— Given exercise —
Turn the lines below into a Markdown table with two columns, "Row" for a running row number and "Line" for the line itself, covering every line and skipping blank ones.

==== Extracted entries ====

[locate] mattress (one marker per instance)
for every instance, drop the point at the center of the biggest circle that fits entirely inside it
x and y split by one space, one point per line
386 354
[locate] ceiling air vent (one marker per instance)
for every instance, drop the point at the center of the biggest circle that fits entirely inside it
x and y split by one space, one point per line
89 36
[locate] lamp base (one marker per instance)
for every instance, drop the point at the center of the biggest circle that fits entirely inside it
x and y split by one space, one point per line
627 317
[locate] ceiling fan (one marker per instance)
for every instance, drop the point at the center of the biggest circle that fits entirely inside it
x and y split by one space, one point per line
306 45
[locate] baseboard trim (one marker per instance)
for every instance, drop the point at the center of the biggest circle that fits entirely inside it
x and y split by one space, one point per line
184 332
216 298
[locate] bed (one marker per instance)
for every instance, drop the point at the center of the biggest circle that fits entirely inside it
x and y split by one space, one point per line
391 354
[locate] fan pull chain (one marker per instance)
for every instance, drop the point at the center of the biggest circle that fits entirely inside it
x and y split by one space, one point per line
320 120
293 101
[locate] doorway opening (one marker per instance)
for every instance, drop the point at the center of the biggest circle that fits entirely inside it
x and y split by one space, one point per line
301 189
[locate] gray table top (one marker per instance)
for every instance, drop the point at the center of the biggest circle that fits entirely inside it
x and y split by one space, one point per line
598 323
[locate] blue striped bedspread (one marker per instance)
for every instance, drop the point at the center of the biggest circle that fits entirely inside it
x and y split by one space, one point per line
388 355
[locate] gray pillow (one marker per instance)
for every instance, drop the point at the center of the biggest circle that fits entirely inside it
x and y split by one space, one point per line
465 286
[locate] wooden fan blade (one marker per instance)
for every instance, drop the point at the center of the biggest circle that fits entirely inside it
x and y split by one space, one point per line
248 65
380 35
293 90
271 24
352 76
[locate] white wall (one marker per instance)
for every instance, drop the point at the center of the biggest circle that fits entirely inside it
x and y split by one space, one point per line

====

— Task response —
| Row | Line |
|---|---|
| 1 | [locate] mattress (one marker per instance) |
| 2 | for every instance, drop the point at the center of the biggest circle that fits entirely inside it |
| 3 | x and y split by one space, one point per line |
| 4 | 386 354 |
| 5 | [locate] ceiling air vent (one marker per instance) |
| 6 | for every instance, drop the point at the center of the biggest circle that fits entirely inside it |
| 7 | x and y split by one space, one point per line |
| 8 | 89 36 |
| 9 | [locate] lamp base (one marker per instance) |
| 10 | for every instance, drop the point at the center of the biggest circle that fits entirely inside it |
| 11 | x and y split by one space, one point per line |
| 12 | 627 317 |
| 13 | [locate] ceiling fan (one marker per instance) |
| 14 | for every instance, drop the point at the center of the biggest circle that fits entirely inside it |
| 15 | x and y split by one space, one point per line |
| 16 | 306 45 |
| 17 | [locate] baseboard trim (one marker per instance) |
| 18 | for every instance, drop the point at the center of the biggest circle that fits entirely inside it |
| 19 | x and y split by one space, one point per line |
| 20 | 184 332 |
| 21 | 216 298 |
| 22 | [locate] bed (one marker per instance) |
| 23 | for every instance, drop the point at the center of the biggest circle that fits entirely inside it |
| 24 | x and y split by one space, one point per line |
| 25 | 391 354 |
| 26 | [locate] fan pull chain (one marker per instance) |
| 27 | for every instance, drop the point at the center of the biggest circle that fits entirely inside it |
| 28 | x and y split by one space, one point per line |
| 29 | 320 120 |
| 30 | 293 101 |
| 31 | [locate] doorway opening (one marker per instance) |
| 32 | for every instance, drop the point at the center of the biggest circle that fits entirely inside it |
| 33 | x and y split by one space, one point per line |
| 34 | 301 189 |
| 35 | [locate] gray table top (one marker per instance) |
| 36 | for every instance, drop the point at the center of the biggest circle that fits entirely inside it |
| 37 | x and y split by one space, one point per line |
| 38 | 598 323 |
| 39 | [locate] blue striped bedspread (one marker per instance) |
| 40 | for every instance, drop the point at the center of the biggest circle that fits entirely inside it |
| 41 | x and y split by one space, one point per line |
| 42 | 388 355 |
| 43 | [locate] gray pillow (one marker per instance) |
| 44 | for every instance, drop the point at the center of the biggest circle that fits entirely inside it |
| 45 | x and y split by one space, one point per line |
| 46 | 465 286 |
| 47 | [locate] wooden fan blade (one marker per instance) |
| 48 | for every instance, drop the point at the center of the biggest circle that fits entirely inside it |
| 49 | x and y split by one space, one point per line |
| 50 | 248 65 |
| 51 | 380 35 |
| 52 | 293 90 |
| 53 | 271 24 |
| 54 | 352 76 |
| 55 | [locate] white wall (one marker per instance) |
| 56 | for every instance, drop the point at the center of the biggest circle that fits entirely inside it |
| 57 | x and y split by one space, one point per line |